--- Source material Enclosed Below ---

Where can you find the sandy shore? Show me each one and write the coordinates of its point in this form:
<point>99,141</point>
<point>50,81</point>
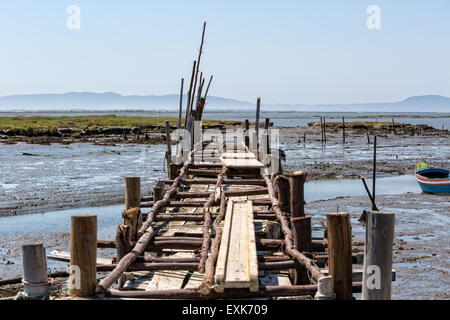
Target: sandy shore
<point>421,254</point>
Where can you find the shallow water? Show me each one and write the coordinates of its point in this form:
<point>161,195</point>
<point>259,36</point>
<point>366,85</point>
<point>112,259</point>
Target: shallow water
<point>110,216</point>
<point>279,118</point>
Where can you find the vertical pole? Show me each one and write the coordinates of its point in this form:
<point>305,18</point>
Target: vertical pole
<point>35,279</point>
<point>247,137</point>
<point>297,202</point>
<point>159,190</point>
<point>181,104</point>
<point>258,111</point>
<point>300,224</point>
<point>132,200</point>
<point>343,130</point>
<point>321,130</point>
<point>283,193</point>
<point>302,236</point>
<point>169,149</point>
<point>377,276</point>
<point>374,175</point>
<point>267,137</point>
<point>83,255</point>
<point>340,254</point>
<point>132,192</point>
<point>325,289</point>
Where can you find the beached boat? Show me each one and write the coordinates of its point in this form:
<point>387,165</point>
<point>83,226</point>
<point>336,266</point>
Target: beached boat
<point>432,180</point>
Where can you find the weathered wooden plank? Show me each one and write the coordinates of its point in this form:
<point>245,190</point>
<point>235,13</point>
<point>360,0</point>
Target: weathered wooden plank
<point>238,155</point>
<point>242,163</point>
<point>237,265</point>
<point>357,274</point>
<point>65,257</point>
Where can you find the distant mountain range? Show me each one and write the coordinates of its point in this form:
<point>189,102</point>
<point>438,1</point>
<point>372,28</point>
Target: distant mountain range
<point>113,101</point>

--- End of Enclosed Source material ---

Exercise instructions -
What lines in the material above hold the string "coordinates"? List them.

Answer area -
Where can you find the sandy shore? Show me each one and write the coordinates of its point in this form:
Where can you find the shallow water? Show me each one and write the coordinates of its point in this form:
Where can you find the vertical pole? Show me each one and write the coordinates of its point in this form:
Where can you find the beached boat? Show me each one and write the coordinates of its point in this form:
Where can you find the weathered wooden plank? Show me each one and write the coordinates of its point in this form:
Where can you find the distant mountain range? Show me each one and write the coordinates of its point in this form:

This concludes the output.